- PROVIDED RECORDS -
──────
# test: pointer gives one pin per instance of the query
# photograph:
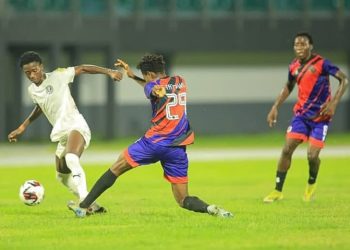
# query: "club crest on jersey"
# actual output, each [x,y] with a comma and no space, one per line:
[312,69]
[49,89]
[296,72]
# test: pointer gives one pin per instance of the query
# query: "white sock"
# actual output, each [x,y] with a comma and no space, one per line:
[67,180]
[78,174]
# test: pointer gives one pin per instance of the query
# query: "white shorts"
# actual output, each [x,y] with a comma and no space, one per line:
[79,124]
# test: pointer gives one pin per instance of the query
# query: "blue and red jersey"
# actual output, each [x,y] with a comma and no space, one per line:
[170,125]
[313,83]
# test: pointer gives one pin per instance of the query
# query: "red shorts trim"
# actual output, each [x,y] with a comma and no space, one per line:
[316,143]
[176,180]
[129,159]
[293,135]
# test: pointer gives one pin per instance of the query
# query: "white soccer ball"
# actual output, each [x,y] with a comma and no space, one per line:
[31,192]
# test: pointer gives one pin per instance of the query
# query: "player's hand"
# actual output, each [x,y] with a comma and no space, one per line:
[115,75]
[272,117]
[12,137]
[125,66]
[158,91]
[328,109]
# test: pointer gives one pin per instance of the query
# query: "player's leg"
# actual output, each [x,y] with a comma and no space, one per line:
[135,155]
[64,175]
[297,133]
[175,164]
[317,138]
[74,148]
[193,203]
[106,180]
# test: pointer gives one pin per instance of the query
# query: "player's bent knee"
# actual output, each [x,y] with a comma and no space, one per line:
[120,166]
[71,159]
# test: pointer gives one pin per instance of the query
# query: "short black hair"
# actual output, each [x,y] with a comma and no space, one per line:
[28,57]
[152,62]
[305,34]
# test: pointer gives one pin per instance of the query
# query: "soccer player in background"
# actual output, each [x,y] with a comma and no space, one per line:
[165,141]
[313,111]
[51,95]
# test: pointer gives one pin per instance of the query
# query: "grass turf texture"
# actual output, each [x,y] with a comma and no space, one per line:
[143,214]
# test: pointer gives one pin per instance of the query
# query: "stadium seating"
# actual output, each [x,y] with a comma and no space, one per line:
[128,7]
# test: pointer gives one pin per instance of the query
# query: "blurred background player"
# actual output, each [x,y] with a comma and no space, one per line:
[165,141]
[313,111]
[51,95]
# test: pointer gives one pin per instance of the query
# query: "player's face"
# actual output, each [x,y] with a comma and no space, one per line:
[302,47]
[34,72]
[149,76]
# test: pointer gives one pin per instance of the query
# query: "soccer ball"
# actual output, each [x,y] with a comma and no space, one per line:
[31,192]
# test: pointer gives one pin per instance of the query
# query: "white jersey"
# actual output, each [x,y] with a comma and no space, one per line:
[55,100]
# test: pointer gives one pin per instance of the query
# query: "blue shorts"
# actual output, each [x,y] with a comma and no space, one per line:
[173,159]
[304,129]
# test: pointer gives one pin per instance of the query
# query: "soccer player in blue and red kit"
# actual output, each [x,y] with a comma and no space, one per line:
[313,111]
[165,141]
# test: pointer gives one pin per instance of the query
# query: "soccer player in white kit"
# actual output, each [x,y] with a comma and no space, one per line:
[51,95]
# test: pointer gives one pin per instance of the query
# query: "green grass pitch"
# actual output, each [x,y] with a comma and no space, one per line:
[143,214]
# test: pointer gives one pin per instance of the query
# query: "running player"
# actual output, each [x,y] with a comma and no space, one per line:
[313,111]
[51,95]
[165,141]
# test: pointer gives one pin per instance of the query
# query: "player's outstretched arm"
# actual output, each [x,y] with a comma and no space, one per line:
[12,137]
[272,115]
[93,69]
[129,72]
[328,109]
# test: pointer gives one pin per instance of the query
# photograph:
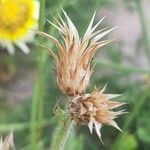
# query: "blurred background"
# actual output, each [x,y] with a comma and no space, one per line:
[124,65]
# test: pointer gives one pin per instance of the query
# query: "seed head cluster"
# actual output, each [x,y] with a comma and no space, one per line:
[73,70]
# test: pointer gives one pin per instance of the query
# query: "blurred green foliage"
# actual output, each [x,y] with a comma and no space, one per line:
[136,124]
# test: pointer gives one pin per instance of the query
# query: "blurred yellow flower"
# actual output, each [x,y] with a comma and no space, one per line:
[16,19]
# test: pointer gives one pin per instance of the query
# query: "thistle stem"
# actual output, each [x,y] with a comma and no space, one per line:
[61,133]
[37,101]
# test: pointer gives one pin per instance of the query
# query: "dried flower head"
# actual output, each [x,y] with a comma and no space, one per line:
[95,110]
[16,19]
[75,54]
[7,143]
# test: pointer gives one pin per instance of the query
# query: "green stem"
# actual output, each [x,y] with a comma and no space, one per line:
[37,102]
[132,116]
[144,27]
[62,132]
[25,125]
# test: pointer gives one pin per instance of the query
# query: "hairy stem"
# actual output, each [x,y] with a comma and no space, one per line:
[37,101]
[62,132]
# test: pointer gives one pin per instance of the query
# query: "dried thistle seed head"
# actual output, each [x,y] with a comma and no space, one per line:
[75,54]
[95,110]
[8,143]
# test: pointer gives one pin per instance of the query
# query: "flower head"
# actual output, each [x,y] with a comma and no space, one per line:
[95,110]
[7,143]
[17,17]
[75,54]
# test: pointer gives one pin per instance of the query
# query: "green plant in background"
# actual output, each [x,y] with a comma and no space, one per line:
[135,126]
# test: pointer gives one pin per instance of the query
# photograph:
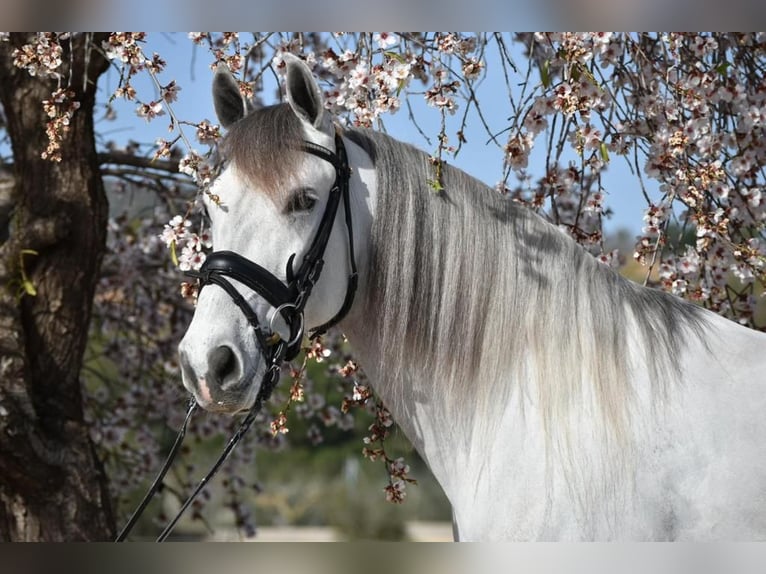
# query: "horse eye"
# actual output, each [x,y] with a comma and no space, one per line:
[303,200]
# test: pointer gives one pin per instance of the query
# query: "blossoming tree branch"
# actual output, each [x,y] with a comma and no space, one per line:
[685,112]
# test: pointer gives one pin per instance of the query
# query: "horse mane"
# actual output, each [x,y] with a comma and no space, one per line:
[476,292]
[265,147]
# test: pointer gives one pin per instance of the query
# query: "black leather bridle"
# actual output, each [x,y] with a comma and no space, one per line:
[288,299]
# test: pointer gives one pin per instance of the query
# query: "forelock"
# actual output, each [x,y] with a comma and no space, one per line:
[265,148]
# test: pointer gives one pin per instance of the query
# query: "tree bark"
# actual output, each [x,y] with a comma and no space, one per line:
[52,484]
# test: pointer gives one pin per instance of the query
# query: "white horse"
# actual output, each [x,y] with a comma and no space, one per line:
[551,398]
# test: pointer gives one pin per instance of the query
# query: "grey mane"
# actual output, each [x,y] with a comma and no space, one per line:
[478,292]
[483,292]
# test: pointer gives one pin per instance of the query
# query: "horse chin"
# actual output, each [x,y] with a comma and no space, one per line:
[232,401]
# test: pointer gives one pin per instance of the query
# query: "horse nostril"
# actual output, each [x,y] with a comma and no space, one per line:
[223,365]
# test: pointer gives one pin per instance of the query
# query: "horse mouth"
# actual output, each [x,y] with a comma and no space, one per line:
[230,399]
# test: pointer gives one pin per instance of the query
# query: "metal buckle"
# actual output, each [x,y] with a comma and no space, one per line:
[278,311]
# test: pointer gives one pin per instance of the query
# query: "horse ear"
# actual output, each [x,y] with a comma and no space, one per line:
[230,105]
[303,93]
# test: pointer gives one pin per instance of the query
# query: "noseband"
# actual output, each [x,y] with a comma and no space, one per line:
[288,299]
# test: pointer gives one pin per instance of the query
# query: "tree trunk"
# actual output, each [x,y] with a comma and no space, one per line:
[52,484]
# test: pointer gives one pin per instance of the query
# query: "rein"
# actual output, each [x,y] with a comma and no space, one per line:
[288,299]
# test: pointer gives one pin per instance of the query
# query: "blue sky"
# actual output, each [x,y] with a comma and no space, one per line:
[483,160]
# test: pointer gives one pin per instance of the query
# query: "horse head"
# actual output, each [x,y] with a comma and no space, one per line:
[281,260]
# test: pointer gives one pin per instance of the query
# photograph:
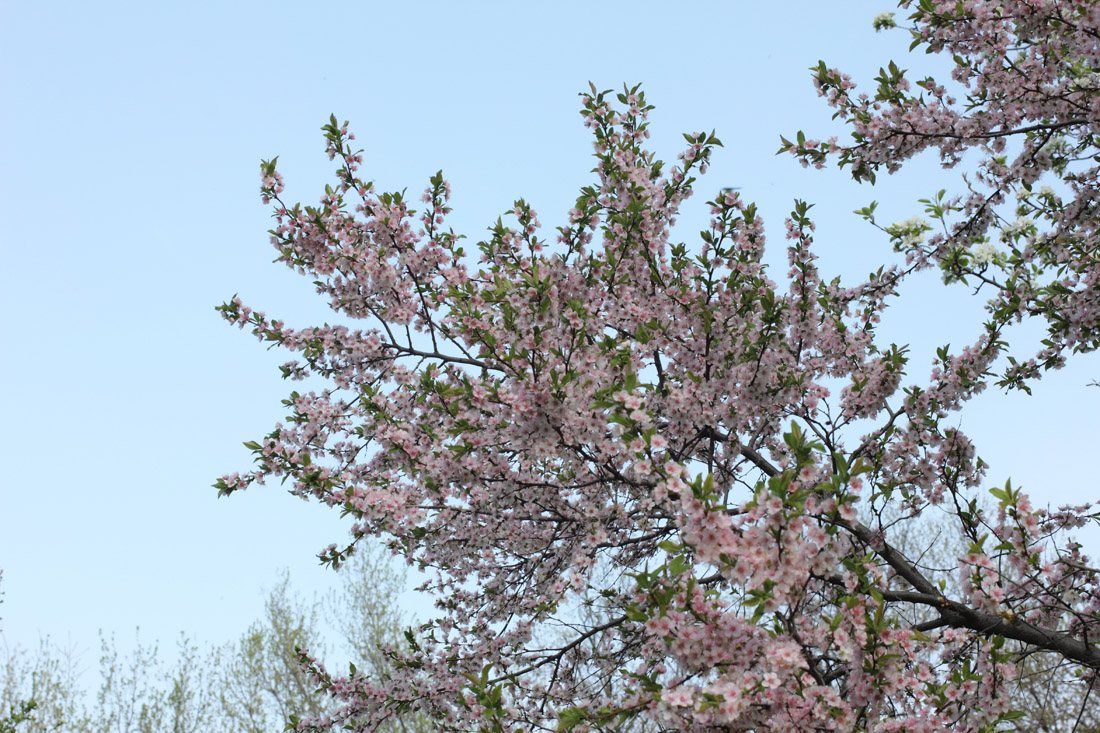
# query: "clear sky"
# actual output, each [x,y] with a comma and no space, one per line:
[130,141]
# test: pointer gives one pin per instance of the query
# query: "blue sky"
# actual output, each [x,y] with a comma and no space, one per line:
[130,141]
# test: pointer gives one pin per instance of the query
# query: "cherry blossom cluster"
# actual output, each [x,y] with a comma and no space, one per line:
[639,474]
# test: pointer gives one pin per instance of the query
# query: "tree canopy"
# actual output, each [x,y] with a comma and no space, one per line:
[653,488]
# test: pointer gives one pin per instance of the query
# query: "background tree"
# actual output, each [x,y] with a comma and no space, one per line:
[666,438]
[253,685]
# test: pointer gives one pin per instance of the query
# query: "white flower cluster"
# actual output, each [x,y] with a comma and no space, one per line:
[1016,228]
[982,254]
[910,231]
[882,21]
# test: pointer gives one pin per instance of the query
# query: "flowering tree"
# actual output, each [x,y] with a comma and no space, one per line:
[653,488]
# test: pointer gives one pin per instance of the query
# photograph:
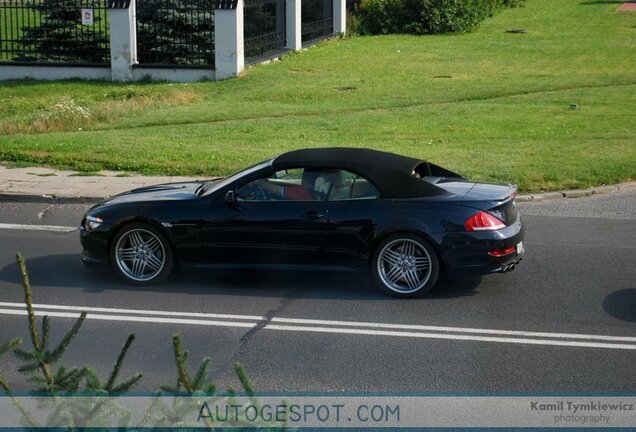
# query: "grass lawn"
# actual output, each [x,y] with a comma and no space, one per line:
[491,105]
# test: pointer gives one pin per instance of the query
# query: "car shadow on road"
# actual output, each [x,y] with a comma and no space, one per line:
[65,270]
[621,304]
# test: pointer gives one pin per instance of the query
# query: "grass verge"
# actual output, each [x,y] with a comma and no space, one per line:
[492,105]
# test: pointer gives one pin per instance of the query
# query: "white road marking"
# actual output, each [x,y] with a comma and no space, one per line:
[345,327]
[328,322]
[138,311]
[50,228]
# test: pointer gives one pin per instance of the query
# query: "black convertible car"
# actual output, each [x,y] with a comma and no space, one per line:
[401,219]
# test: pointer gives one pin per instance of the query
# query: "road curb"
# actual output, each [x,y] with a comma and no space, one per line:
[577,193]
[48,199]
[536,197]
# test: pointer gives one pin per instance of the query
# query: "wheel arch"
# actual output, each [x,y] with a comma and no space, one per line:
[140,219]
[424,235]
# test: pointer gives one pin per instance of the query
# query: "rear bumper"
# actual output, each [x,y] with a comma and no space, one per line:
[466,253]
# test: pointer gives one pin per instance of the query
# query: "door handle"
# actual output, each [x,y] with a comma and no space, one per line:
[312,215]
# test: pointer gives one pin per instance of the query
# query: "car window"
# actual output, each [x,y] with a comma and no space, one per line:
[351,186]
[297,184]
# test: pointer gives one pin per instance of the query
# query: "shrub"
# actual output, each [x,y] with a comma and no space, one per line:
[426,16]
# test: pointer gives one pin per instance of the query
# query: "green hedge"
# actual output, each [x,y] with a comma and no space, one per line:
[425,16]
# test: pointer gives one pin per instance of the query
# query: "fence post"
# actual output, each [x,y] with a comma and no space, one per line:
[228,41]
[123,41]
[294,25]
[339,16]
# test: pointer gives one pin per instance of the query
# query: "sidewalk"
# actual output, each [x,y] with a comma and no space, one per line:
[47,184]
[50,185]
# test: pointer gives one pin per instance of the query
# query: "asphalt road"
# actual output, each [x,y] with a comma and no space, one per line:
[469,335]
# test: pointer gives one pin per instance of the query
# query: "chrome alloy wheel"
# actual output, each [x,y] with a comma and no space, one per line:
[140,255]
[404,266]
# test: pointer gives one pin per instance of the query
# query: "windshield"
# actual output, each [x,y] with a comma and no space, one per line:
[218,184]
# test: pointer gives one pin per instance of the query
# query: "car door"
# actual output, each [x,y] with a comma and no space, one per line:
[275,220]
[354,210]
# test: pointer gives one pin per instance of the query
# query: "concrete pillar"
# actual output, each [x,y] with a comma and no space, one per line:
[339,16]
[123,42]
[294,25]
[228,42]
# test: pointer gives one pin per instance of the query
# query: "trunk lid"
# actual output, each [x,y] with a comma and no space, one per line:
[496,199]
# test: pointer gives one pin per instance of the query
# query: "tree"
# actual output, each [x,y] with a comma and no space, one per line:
[61,35]
[175,31]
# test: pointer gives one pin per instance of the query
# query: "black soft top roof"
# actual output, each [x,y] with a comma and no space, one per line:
[392,174]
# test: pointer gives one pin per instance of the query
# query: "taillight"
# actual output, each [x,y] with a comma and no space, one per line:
[483,221]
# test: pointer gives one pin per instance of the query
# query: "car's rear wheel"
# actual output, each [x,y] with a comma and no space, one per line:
[405,265]
[141,255]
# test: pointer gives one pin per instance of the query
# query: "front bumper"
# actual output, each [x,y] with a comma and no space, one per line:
[95,245]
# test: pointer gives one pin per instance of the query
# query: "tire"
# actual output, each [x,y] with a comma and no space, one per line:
[141,255]
[404,265]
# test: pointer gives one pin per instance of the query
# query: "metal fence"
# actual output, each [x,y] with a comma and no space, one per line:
[171,33]
[317,19]
[60,31]
[264,26]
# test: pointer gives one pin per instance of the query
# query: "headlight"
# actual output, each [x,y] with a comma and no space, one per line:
[92,222]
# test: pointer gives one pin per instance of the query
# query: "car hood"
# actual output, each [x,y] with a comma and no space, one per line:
[161,192]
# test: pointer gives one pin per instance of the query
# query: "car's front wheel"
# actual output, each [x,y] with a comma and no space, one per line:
[141,255]
[404,265]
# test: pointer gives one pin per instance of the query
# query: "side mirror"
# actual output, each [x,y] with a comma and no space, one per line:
[230,198]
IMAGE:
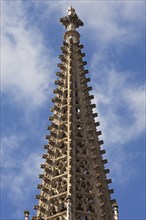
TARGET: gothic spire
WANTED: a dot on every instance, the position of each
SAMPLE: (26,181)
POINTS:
(74,185)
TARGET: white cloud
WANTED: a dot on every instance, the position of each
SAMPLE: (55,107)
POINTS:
(19,171)
(25,68)
(121,105)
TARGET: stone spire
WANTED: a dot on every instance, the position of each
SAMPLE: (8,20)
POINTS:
(74,185)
──────
- DIRECTION -
In the entries above, take the line containing "TARGET: white cloud" and each later line through the last, and repeat them exactly. Output nothing else.

- FINAL ANSWER -
TARGET: white cloud
WANTED: a dot on every instance, the position of each
SAMPLE: (55,107)
POINTS:
(19,171)
(25,68)
(121,105)
TARGET: stone spire
WANTED: a dot on every instance, the position of each
SAMPLE: (8,20)
POINTS:
(74,185)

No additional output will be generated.